- **PASSAGE TO READ**:
+===+
What to ignore: - Don’t bother with fancy formatting (colors, bold, conditional formatting). Pitch doesn’t care, and it won’t come through anyway.

Pro tip:
If your raw data is a mess, run it through Google Sheets or Excel first. Use “Text to Columns” and “Remove Duplicates.” The time you spend here saves headaches later.


Step 2: Importing Data into Pitch

Alright, your data’s clean. Here’s how you get it into Pitch.

A. Direct Table Copy-Paste

  • Copy from Excel or Sheets.
  • In Pitch, add a chart or table block.
  • Paste your data directly.

Works well for:
Quick, small datasets (think: a table of 15 rows, not your CRM export).

Limitations:
- Won’t update if your source data changes. - Large tables can get mangled.

B. File Upload (CSV/XLSX)

  • Click the chart block, select “Import data,” and upload your cleaned CSV or XLSX file.
  • Pitch will show a preview—double-check that columns and rows look right.

This is usually the best bet for anything bigger or more complex.
+===+
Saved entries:

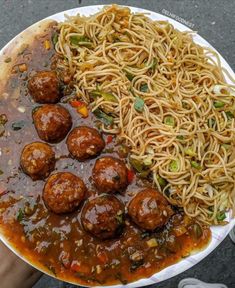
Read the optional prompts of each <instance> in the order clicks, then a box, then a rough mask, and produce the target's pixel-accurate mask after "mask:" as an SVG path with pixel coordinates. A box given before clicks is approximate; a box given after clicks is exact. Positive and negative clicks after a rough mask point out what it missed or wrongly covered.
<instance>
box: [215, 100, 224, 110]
mask: <svg viewBox="0 0 235 288" xmlns="http://www.w3.org/2000/svg"><path fill="white" fill-rule="evenodd" d="M224 105H225V103H224V102H222V101H215V102H214V107H215V108H222V107H224Z"/></svg>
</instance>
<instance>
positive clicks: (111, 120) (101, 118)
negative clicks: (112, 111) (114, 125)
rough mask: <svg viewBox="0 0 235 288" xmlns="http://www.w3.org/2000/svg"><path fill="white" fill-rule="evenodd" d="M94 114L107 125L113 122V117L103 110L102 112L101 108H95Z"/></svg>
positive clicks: (95, 115)
mask: <svg viewBox="0 0 235 288" xmlns="http://www.w3.org/2000/svg"><path fill="white" fill-rule="evenodd" d="M93 113H94V115H95V116H96V117H97V118H98V119H100V120H101V121H102V122H103V123H104V124H105V125H107V126H109V125H112V124H113V117H112V116H110V115H108V114H106V113H105V112H103V111H102V110H100V109H99V108H97V109H96V110H95V111H94V112H93Z"/></svg>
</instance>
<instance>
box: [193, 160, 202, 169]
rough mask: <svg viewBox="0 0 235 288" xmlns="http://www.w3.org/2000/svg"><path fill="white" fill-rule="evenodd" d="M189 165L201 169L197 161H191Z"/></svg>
mask: <svg viewBox="0 0 235 288" xmlns="http://www.w3.org/2000/svg"><path fill="white" fill-rule="evenodd" d="M191 166H192V167H193V168H196V169H201V168H202V167H201V165H200V164H199V163H197V162H196V161H191Z"/></svg>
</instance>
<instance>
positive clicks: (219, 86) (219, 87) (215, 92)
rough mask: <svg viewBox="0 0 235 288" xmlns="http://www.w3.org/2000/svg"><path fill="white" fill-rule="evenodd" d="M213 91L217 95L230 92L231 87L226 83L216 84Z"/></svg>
mask: <svg viewBox="0 0 235 288" xmlns="http://www.w3.org/2000/svg"><path fill="white" fill-rule="evenodd" d="M213 92H214V93H215V94H216V95H220V94H229V92H230V89H229V87H227V86H224V85H215V86H214V88H213Z"/></svg>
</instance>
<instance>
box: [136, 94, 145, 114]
mask: <svg viewBox="0 0 235 288" xmlns="http://www.w3.org/2000/svg"><path fill="white" fill-rule="evenodd" d="M134 108H135V110H136V111H138V112H143V110H144V100H143V99H141V98H140V97H136V99H135V103H134Z"/></svg>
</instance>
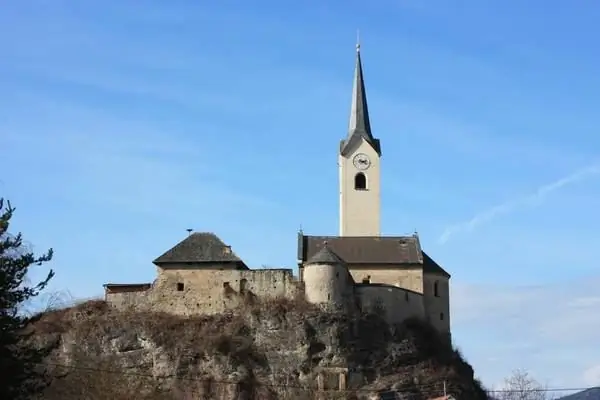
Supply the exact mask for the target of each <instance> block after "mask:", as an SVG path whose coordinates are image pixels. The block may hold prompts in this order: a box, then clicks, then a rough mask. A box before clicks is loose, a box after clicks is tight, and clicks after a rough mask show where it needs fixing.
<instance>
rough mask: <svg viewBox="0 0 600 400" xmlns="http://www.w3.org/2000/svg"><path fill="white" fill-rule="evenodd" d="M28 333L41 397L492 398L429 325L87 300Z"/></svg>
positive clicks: (130, 398)
mask: <svg viewBox="0 0 600 400" xmlns="http://www.w3.org/2000/svg"><path fill="white" fill-rule="evenodd" d="M33 327H34V329H35V335H34V336H33V337H34V340H35V341H36V343H37V345H39V346H40V347H44V348H45V349H51V355H50V356H49V357H48V358H47V360H46V363H45V365H44V366H40V368H46V369H47V370H48V372H49V373H50V374H51V376H52V381H51V384H50V386H49V387H48V388H47V390H46V392H45V393H44V396H43V398H44V399H75V398H77V399H105V398H106V399H111V400H118V399H134V398H135V399H232V400H233V399H265V400H269V399H314V398H322V399H329V398H344V399H348V398H357V399H361V398H365V399H368V398H378V397H377V393H379V392H381V391H385V390H388V391H389V390H396V391H398V392H401V393H404V394H405V396H406V394H409V395H410V399H415V400H417V399H427V398H430V397H437V396H440V395H441V394H442V391H443V385H444V382H445V384H446V388H447V389H448V391H449V392H451V393H452V394H455V395H461V398H468V399H485V398H486V395H485V393H484V392H483V390H482V389H481V386H480V384H479V383H478V381H477V380H476V379H474V376H473V370H472V368H471V366H470V365H469V364H468V363H466V362H465V361H464V360H463V359H462V357H461V355H460V353H459V352H457V351H455V350H453V349H452V347H451V346H450V344H449V341H448V340H447V339H446V338H443V337H440V336H438V334H437V333H436V331H435V330H433V329H432V328H431V327H430V326H428V325H427V324H425V323H423V322H420V321H416V320H412V321H407V322H405V323H404V324H402V325H399V326H393V327H391V326H387V325H386V324H385V322H383V320H382V319H381V318H379V317H378V316H377V315H355V316H348V315H342V314H340V313H328V312H324V311H322V310H319V309H317V308H315V307H313V306H310V305H308V304H306V303H304V302H302V301H295V302H290V301H277V302H269V303H258V304H253V305H245V306H244V307H243V308H240V309H238V310H234V311H232V312H230V313H227V314H223V315H218V316H197V317H192V318H182V317H176V316H172V315H168V314H157V313H141V312H124V311H117V310H114V309H112V308H110V307H109V306H108V305H107V304H106V303H105V302H103V301H90V302H86V303H82V304H80V305H77V306H75V307H71V308H67V309H63V310H55V311H51V312H46V313H43V314H40V315H38V316H36V317H35V318H34V324H33ZM319 396H320V397H319ZM390 398H392V397H390ZM398 398H401V397H398Z"/></svg>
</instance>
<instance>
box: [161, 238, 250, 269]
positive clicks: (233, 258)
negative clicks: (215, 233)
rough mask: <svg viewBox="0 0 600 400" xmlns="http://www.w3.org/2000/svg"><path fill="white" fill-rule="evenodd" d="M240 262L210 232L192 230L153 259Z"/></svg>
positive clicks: (206, 261)
mask: <svg viewBox="0 0 600 400" xmlns="http://www.w3.org/2000/svg"><path fill="white" fill-rule="evenodd" d="M189 262H191V263H242V264H243V261H242V260H241V259H240V258H239V257H238V256H237V255H236V254H235V253H234V252H233V250H231V247H230V246H227V245H226V244H225V243H224V242H223V241H222V240H221V239H220V238H219V237H218V236H217V235H215V234H214V233H212V232H194V233H192V234H191V235H189V236H188V237H186V238H185V239H183V240H182V241H181V242H179V243H177V244H176V245H175V246H174V247H173V248H171V249H170V250H167V251H166V252H165V253H164V254H163V255H161V256H160V257H158V258H157V259H156V260H154V261H153V263H154V264H156V265H160V264H168V263H189Z"/></svg>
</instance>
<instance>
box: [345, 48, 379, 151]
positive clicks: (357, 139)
mask: <svg viewBox="0 0 600 400" xmlns="http://www.w3.org/2000/svg"><path fill="white" fill-rule="evenodd" d="M361 139H364V140H366V141H367V143H369V144H370V145H371V147H372V148H373V150H375V152H377V154H378V155H379V156H381V145H380V143H379V139H375V138H374V137H373V134H372V133H371V121H370V119H369V107H368V105H367V90H366V89H365V80H364V77H363V71H362V62H361V59H360V46H359V45H357V46H356V67H355V69H354V83H353V87H352V106H351V108H350V124H349V126H348V137H347V138H346V139H344V140H342V141H341V142H340V154H341V155H343V156H345V155H347V154H348V153H349V152H350V151H351V150H352V149H353V148H354V146H355V144H358V143H359V142H360V140H361Z"/></svg>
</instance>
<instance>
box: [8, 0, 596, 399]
mask: <svg viewBox="0 0 600 400" xmlns="http://www.w3.org/2000/svg"><path fill="white" fill-rule="evenodd" d="M526 3H527V4H525V2H522V1H516V0H512V1H503V2H495V3H494V4H491V2H481V1H476V0H465V1H460V2H454V3H452V4H450V2H444V1H441V0H433V1H428V2H421V1H415V0H405V1H401V0H398V1H391V0H380V1H373V2H370V4H369V5H368V6H367V5H366V2H359V1H351V0H348V1H344V2H342V1H330V2H323V1H316V0H315V1H312V0H311V1H309V0H305V1H303V2H293V4H292V2H277V1H267V0H261V1H255V2H252V4H250V2H241V1H239V2H234V1H227V0H223V1H219V2H195V1H191V0H190V1H177V0H173V1H169V2H164V1H158V0H156V1H146V2H144V3H143V4H144V6H143V7H142V6H141V5H140V4H141V3H139V2H135V1H113V2H107V1H103V2H73V1H60V0H52V1H49V0H48V1H41V0H40V1H29V2H8V1H7V2H2V6H1V7H0V50H1V52H2V57H0V143H1V146H2V149H3V154H2V160H3V162H2V165H3V173H2V174H0V195H2V196H5V197H8V198H10V199H11V200H12V202H13V204H14V205H16V206H17V208H18V210H17V214H16V216H15V219H14V225H13V227H14V228H15V229H18V230H20V231H22V232H24V233H25V235H26V238H27V239H28V240H29V241H30V242H31V243H32V245H33V246H34V248H35V249H36V250H38V251H42V250H44V249H46V248H48V247H53V248H54V249H55V251H56V257H55V260H54V261H53V263H52V267H53V268H54V269H55V270H56V272H57V275H56V278H55V279H54V281H53V283H52V288H51V291H54V292H67V291H68V293H70V295H71V296H73V297H74V298H85V297H91V296H96V295H100V294H101V293H102V284H103V283H105V282H109V281H111V282H145V281H151V280H152V279H153V278H154V274H155V269H154V267H153V265H152V264H151V260H152V259H153V258H154V257H156V256H158V255H160V254H161V253H162V252H163V251H165V250H166V249H168V248H169V247H170V246H172V245H173V244H175V243H176V242H177V241H179V240H181V239H182V238H184V237H185V235H186V232H185V229H186V228H194V229H195V230H210V231H215V232H216V233H218V234H219V235H220V236H221V237H222V238H224V239H225V240H226V241H227V242H228V243H229V244H231V245H232V246H233V247H234V249H235V251H236V252H237V253H238V254H240V255H241V256H242V257H243V258H244V259H245V260H246V261H247V262H248V263H249V264H251V265H253V266H257V267H259V266H261V265H267V266H276V267H280V266H289V267H292V266H293V265H294V262H295V250H296V249H295V246H296V239H295V235H296V232H297V230H298V228H299V227H300V225H302V226H303V228H304V229H305V231H306V232H307V233H310V234H336V233H337V226H338V224H337V216H338V208H337V190H338V189H337V170H336V157H337V149H338V141H339V139H340V138H341V137H342V136H343V135H345V134H346V128H347V121H348V114H349V107H350V90H351V85H352V73H353V67H354V56H355V53H354V42H355V37H356V29H357V28H360V31H361V42H362V50H363V53H362V54H363V62H364V72H365V79H366V84H367V93H368V98H369V104H370V112H371V118H372V121H371V123H372V127H373V131H374V134H375V135H376V136H377V137H379V138H380V139H381V141H382V148H383V154H384V156H383V157H384V158H383V161H382V162H383V173H382V174H383V176H382V180H383V181H382V185H383V194H382V196H383V199H382V207H383V230H384V233H386V234H404V233H411V232H413V231H414V230H417V231H418V232H419V234H420V236H421V238H422V243H423V245H424V247H425V248H426V249H427V250H428V252H429V253H430V254H431V255H432V256H433V257H435V258H436V259H437V260H438V261H439V262H440V263H441V264H442V265H443V266H444V267H445V268H446V269H447V270H449V271H450V272H451V273H452V274H453V279H452V301H453V303H452V307H453V310H452V314H453V315H452V317H453V330H454V337H455V340H456V343H457V345H458V346H459V347H461V348H462V349H463V351H464V352H465V354H466V356H467V357H468V359H469V361H470V362H471V363H472V364H473V365H474V367H475V370H476V373H477V374H478V375H479V376H481V377H482V379H483V380H484V382H485V383H486V384H488V385H496V384H498V383H499V382H501V381H502V379H503V377H505V376H507V375H508V374H509V373H510V371H511V370H513V369H515V368H524V369H527V370H529V371H531V373H532V374H533V375H534V376H535V377H536V378H537V379H538V380H540V381H541V382H543V383H547V384H548V385H550V386H554V387H557V386H563V387H564V386H584V385H591V384H600V347H598V346H597V339H595V337H594V336H595V333H594V332H598V331H600V314H598V313H597V311H596V310H597V307H598V305H600V297H598V289H597V288H598V285H600V272H599V270H598V267H597V260H598V256H599V255H600V250H598V249H599V248H600V247H598V242H600V234H599V233H598V228H597V227H598V226H599V223H600V215H599V214H598V213H596V212H595V211H596V210H597V204H596V203H597V201H596V200H595V199H597V198H598V195H599V194H600V179H599V178H600V173H599V171H600V169H599V166H600V164H599V162H600V159H599V154H598V150H597V149H598V148H599V146H600V135H598V130H597V127H598V126H599V125H600V116H598V113H597V105H598V104H599V102H600V78H599V76H598V74H597V71H598V68H599V66H600V65H599V64H600V59H599V58H600V56H599V55H598V51H597V40H596V38H597V37H598V35H600V28H598V27H597V24H595V22H596V21H597V20H598V19H599V18H600V5H598V4H596V2H592V1H578V2H559V1H557V0H555V1H541V0H536V1H533V0H532V1H528V2H526ZM272 165H276V166H277V168H271V166H272ZM266 171H272V172H266Z"/></svg>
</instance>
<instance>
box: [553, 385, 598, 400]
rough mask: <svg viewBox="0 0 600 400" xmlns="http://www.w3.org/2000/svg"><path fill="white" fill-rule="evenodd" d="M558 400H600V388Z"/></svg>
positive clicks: (570, 394) (563, 397) (571, 395)
mask: <svg viewBox="0 0 600 400" xmlns="http://www.w3.org/2000/svg"><path fill="white" fill-rule="evenodd" d="M558 400H600V387H595V388H591V389H587V390H582V391H581V392H577V393H573V394H570V395H568V396H564V397H561V398H560V399H558Z"/></svg>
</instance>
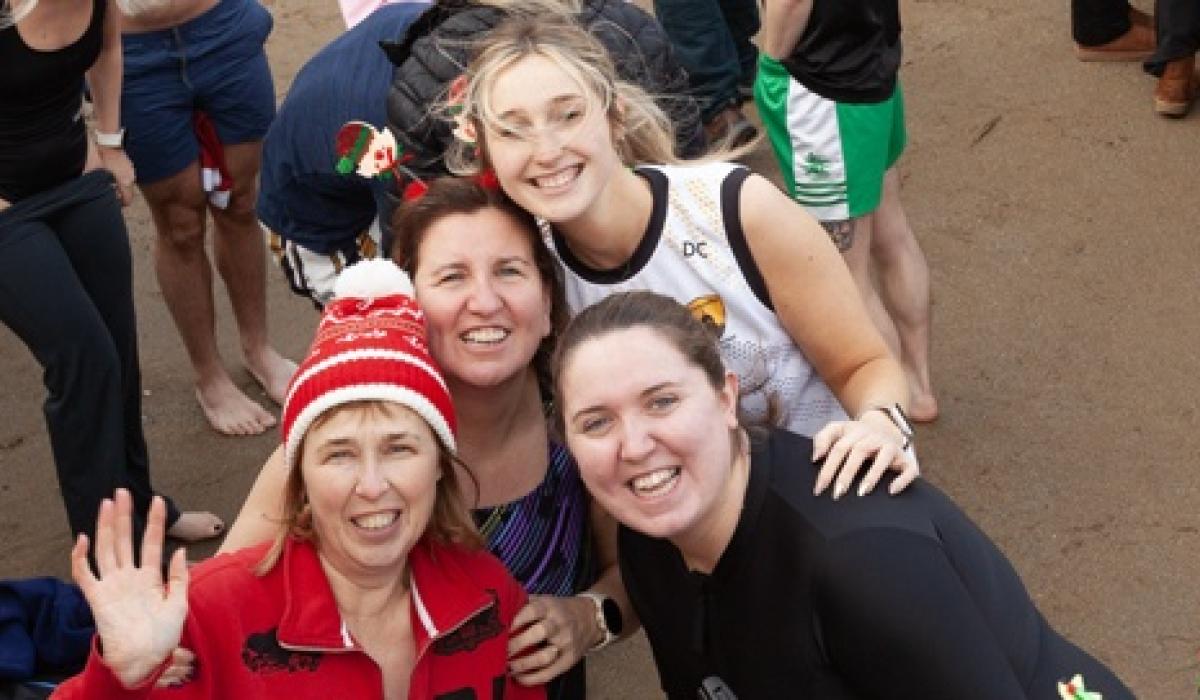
+===+
- **SET OF TASKS**:
• 1. Print the stretch of the Pitch data import guide from "What to ignore: - Don’t" through "it into Pitch.".
• 2. In the Pitch data import guide, what should you check in the preview Pitch shows after a file upload?
• 3. Which kinds of fancy formatting does the Pitch data import guide say to ignore? List every one.

- **SOLUTIONS IN ORDER**:
• 1.
What to ignore: - Don’t bother with fancy formatting (colors, bold, conditional formatting). Pitch doesn’t care, and it won’t come through anyway.

Pro tip:
If your raw data is a mess, run it through Google Sheets or Excel first. Use “Text to Columns” and “Remove Duplicates.” The time you spend here saves headaches later.


Step 2: Importing Data into Pitch

Alright, your data’s clean. Here’s how you get it into Pitch.

• 2. Check that the columns and rows look right.

• 3.
- colors
- bold
- conditional formatting